» What you should do
Reproduce word for word the passage of the selfies post below that begins with "Here’s some more" and ends with "that’s relatively rare.".

### Source extract ###

Here’s some more selfies.
Though artists have been doing self-portraits for centuries, and people have been using cameras to take pictures of themselves for, I don’t know how long, but I’d guess back into the 19th century, I believe that the term “selfie” is from the smart phone era, though I don’t know that. I assume most selfies are taken to memorialize something, a trip to the State of Liberty, the Great Pyramid, sharing a pizza with a friend, of maybe a quiet moment with your pet cat. Here and there someone is treating the selfie as a medium of self-expression and deliberately experimenting with it. But I’d think that’s relatively rare.
Anyhow, I’m treating it as a medium of self-expression. I used my point-and-shoot camera, a Panasonic DMC-ZS7, to take my earlier selfies. I’ve used my Pentax K-7 to take the photos below. It’s a Pentax D-7, which is a DSLR. It’s considerably heavier than the Panasonic and so shaped that it’s almost impossible to hold it in my right hand when taking the photo. The process is thus more awkward.
Since I can’t see myself while taking the shot I cannot compose it. I just click the shutter and hope for something usable. That is to say, between cropping and adjusting the image in various ways, can I make something of it? That’s an interesting process and is one of the reasons I’m doing this.

### Data extract ###

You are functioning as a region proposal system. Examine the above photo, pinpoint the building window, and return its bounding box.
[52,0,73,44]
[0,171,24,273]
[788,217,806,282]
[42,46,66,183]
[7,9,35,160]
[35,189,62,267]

###
### Data extract ###

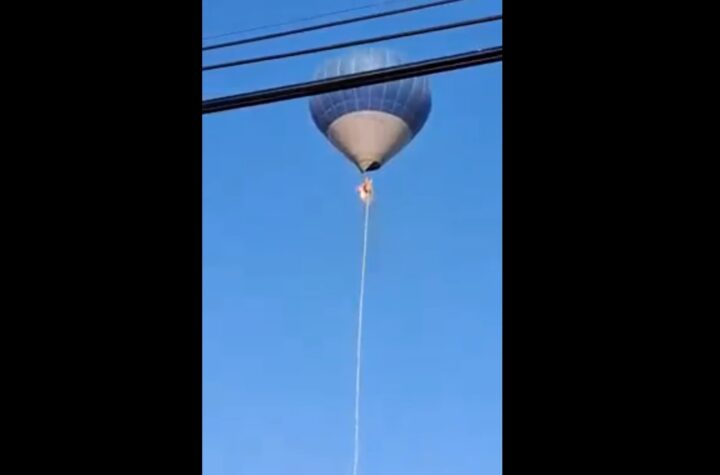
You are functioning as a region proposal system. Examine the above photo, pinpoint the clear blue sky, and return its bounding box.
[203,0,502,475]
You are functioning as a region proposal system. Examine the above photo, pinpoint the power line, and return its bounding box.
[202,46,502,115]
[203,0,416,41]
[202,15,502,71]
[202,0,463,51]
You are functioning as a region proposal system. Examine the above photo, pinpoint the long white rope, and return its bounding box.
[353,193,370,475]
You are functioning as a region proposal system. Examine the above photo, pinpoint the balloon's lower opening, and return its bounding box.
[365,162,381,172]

###
### Data extract ###

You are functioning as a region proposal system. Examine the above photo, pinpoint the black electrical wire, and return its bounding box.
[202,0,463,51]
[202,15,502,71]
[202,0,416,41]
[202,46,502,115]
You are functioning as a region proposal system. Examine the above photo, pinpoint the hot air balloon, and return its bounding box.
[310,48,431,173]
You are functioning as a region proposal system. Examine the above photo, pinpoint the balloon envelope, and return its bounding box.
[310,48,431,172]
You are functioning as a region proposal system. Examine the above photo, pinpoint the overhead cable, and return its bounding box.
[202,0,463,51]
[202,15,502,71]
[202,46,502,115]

###

» Solution
Here’s some more selfies.
Though artists have been doing self-portraits for centuries, and people have been using cameras to take pictures of themselves for, I don’t know how long, but I’d guess back into the 19th century, I believe that the term “selfie” is from the smart phone era, though I don’t know that. I assume most selfies are taken to memorialize something, a trip to the State of Liberty, the Great Pyramid, sharing a pizza with a friend, of maybe a quiet moment with your pet cat. Here and there someone is treating the selfie as a medium of self-expression and deliberately experimenting with it. But I’d think that’s relatively rare.